[The problem] Turn the records below into a numbered list with one line per item, dropping the blank lines and leaving out the picture.

[Source records]

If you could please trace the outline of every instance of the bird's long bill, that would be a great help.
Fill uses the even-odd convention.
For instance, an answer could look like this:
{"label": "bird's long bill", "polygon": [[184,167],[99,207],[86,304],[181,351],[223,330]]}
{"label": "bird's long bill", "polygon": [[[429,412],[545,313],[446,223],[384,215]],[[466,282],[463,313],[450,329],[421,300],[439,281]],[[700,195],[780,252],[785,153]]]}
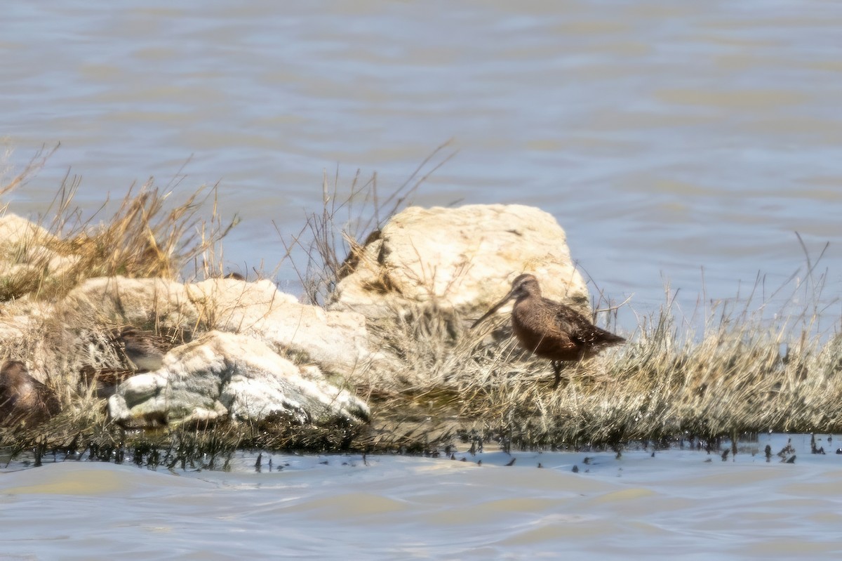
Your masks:
{"label": "bird's long bill", "polygon": [[482,322],[483,319],[485,319],[486,318],[488,318],[489,316],[491,316],[491,314],[494,313],[498,309],[500,309],[500,307],[504,304],[505,304],[507,302],[509,302],[509,300],[512,299],[512,297],[514,296],[514,291],[509,291],[509,294],[507,294],[506,296],[504,296],[503,297],[503,300],[501,300],[500,302],[498,302],[496,304],[494,304],[493,306],[492,306],[491,309],[488,310],[488,312],[486,312],[484,314],[482,314],[482,318],[480,318],[479,319],[477,319],[477,321],[475,321],[473,323],[472,323],[471,324],[471,329],[474,329],[475,327],[477,327],[477,325],[479,325]]}

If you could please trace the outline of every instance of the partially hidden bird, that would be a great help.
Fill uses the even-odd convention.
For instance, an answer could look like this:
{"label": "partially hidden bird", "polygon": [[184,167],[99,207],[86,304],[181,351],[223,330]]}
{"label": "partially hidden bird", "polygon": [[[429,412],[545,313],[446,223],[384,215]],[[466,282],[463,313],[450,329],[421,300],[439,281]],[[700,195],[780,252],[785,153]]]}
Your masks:
{"label": "partially hidden bird", "polygon": [[594,356],[605,347],[626,339],[598,328],[569,306],[541,295],[538,279],[534,275],[520,275],[512,281],[512,290],[494,304],[471,329],[514,299],[512,330],[520,346],[536,356],[550,359],[556,374],[553,388],[562,379],[566,361],[578,361]]}

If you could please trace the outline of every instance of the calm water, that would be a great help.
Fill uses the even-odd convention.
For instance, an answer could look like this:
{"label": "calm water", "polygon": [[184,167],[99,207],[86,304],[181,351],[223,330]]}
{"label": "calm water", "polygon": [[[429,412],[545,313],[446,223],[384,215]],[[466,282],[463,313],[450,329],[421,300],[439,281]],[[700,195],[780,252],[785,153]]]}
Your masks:
{"label": "calm water", "polygon": [[775,455],[781,435],[727,462],[650,449],[276,455],[260,473],[253,456],[230,473],[46,464],[0,473],[0,558],[835,558],[842,456],[817,436],[830,453],[793,435],[793,464]]}
{"label": "calm water", "polygon": [[[229,267],[271,270],[323,170],[397,186],[458,154],[423,205],[552,212],[587,275],[635,309],[692,307],[842,257],[842,6],[828,2],[14,3],[2,134],[19,168],[61,142],[13,210],[68,168],[88,211],[154,175],[221,183],[244,219]],[[184,166],[186,161],[189,163]],[[184,166],[184,168],[182,167]],[[282,285],[296,290],[285,265]],[[839,317],[832,305],[830,324]],[[629,328],[635,324],[632,318]]]}
{"label": "calm water", "polygon": [[[744,294],[759,273],[768,295],[804,277],[795,232],[813,259],[830,242],[818,270],[832,327],[839,29],[842,5],[809,0],[11,3],[6,167],[61,147],[3,202],[46,211],[68,169],[88,213],[151,175],[186,175],[176,197],[219,182],[222,215],[243,218],[229,268],[271,270],[276,228],[292,234],[321,207],[323,171],[343,184],[376,171],[386,192],[453,139],[458,153],[418,203],[540,206],[592,288],[632,296],[638,312],[663,302],[665,280],[688,310],[700,294]],[[296,291],[288,264],[278,277]],[[621,322],[637,325],[631,309]],[[63,463],[0,474],[0,557],[839,554],[839,457],[640,452],[600,457],[589,474],[570,473],[578,456],[488,470],[310,458],[298,471],[182,477]]]}

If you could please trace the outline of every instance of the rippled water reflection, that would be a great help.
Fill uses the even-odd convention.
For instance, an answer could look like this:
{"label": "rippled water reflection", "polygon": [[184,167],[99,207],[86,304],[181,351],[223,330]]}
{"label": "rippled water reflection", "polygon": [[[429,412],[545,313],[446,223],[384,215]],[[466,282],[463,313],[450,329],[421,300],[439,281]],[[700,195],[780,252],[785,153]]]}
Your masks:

[Task solution]
1. If you could please trace the outline of every instance of the bird's long bill, that would be a great help.
2. Fill uses the even-odd convention.
3. For instance, an answer could look like this:
4. {"label": "bird's long bill", "polygon": [[184,167],[99,207],[86,304],[181,351],[223,330]]}
5. {"label": "bird's long bill", "polygon": [[[429,412],[545,313],[446,223],[384,215]],[[466,282],[463,313],[450,329],[421,300],[439,281]],[[700,195],[780,252],[785,153]]]}
6. Your masks:
7. {"label": "bird's long bill", "polygon": [[482,322],[483,319],[485,319],[486,318],[488,318],[489,316],[491,316],[491,314],[494,313],[498,309],[500,309],[500,307],[504,304],[505,304],[507,302],[509,302],[509,300],[512,299],[512,297],[514,296],[514,291],[509,291],[509,294],[507,294],[506,296],[504,296],[503,297],[503,300],[501,300],[500,302],[498,302],[496,304],[494,304],[493,306],[492,306],[491,309],[488,310],[488,312],[486,312],[484,314],[482,314],[482,318],[480,318],[479,319],[477,319],[477,321],[475,321],[473,323],[472,323],[471,324],[471,329],[474,329],[475,327],[477,327],[477,325],[479,325]]}
8. If you could please trace the outline of every instance of the partially hidden bird, that would be a great help.
9. Fill uses the even-odd convention.
10. For instance, an answer could look like this:
11. {"label": "partially hidden bird", "polygon": [[184,167],[99,207],[86,304],[181,351],[223,330]]}
12. {"label": "partially hidden bird", "polygon": [[[429,412],[545,313],[446,223],[384,215]],[[466,282],[463,313],[450,329],[421,300],[439,281]],[[700,195],[780,252],[785,153]]]}
13. Your masks:
14. {"label": "partially hidden bird", "polygon": [[594,356],[605,347],[626,339],[598,328],[569,306],[541,295],[538,279],[534,275],[520,275],[512,281],[512,290],[494,304],[471,329],[514,299],[512,330],[520,346],[536,356],[550,359],[556,374],[553,388],[562,379],[566,361],[578,361]]}
15. If you could please trace the outline of every instance of the calm water, that would be a great help.
16. Fill uses the even-odd convention.
17. For instance, an answer could look like this:
18. {"label": "calm water", "polygon": [[184,167],[99,207],[86,304],[181,351],[223,330]]}
19. {"label": "calm water", "polygon": [[[429,412],[545,313],[446,223],[384,215]],[[466,282],[463,313],[450,329],[421,300],[439,281]],[[700,195],[780,252],[785,153]]]}
20. Your masks:
21. {"label": "calm water", "polygon": [[775,455],[781,435],[727,462],[650,449],[276,455],[260,473],[253,456],[230,473],[46,464],[0,473],[0,558],[835,558],[842,456],[817,436],[830,453],[793,435],[793,464]]}
22. {"label": "calm water", "polygon": [[[229,267],[271,270],[323,170],[397,186],[458,154],[423,205],[552,212],[587,275],[635,309],[692,307],[842,257],[842,6],[828,2],[14,3],[2,134],[19,168],[61,142],[13,210],[68,168],[88,211],[154,175],[221,183],[244,219]],[[184,166],[186,161],[189,163]],[[184,166],[184,168],[182,167]],[[282,285],[296,290],[285,265]],[[839,317],[832,305],[830,324]],[[629,328],[635,324],[632,318]]]}
23. {"label": "calm water", "polygon": [[[744,294],[759,273],[768,295],[804,277],[795,232],[813,259],[830,242],[818,270],[832,327],[839,29],[842,5],[809,0],[11,3],[6,167],[61,147],[3,202],[46,211],[68,169],[88,213],[151,175],[186,175],[176,197],[219,182],[222,215],[243,218],[229,268],[271,270],[276,228],[292,234],[321,207],[323,171],[343,184],[376,171],[386,192],[453,139],[458,153],[418,203],[540,206],[592,288],[632,296],[638,312],[663,302],[665,280],[688,310],[700,294]],[[296,291],[288,264],[278,277]],[[621,322],[637,325],[631,309]],[[63,463],[0,474],[0,557],[839,554],[839,457],[640,452],[600,457],[589,474],[570,473],[578,456],[488,470],[310,458],[298,471],[182,477]]]}
24. If you could please trace the outline of every instance of the rippled water reflection, that would be a great help.
25. Fill uses the even-odd convention.
26. For instance, an answer could look like this:
27. {"label": "rippled water reflection", "polygon": [[184,167],[99,207],[86,304],[181,351],[223,330]]}
28. {"label": "rippled water reflection", "polygon": [[[429,412],[545,313],[446,223],[384,215]],[[466,282],[463,313],[450,329],[421,300],[439,281]],[[700,195],[780,252],[785,153]]]}
29. Your masks:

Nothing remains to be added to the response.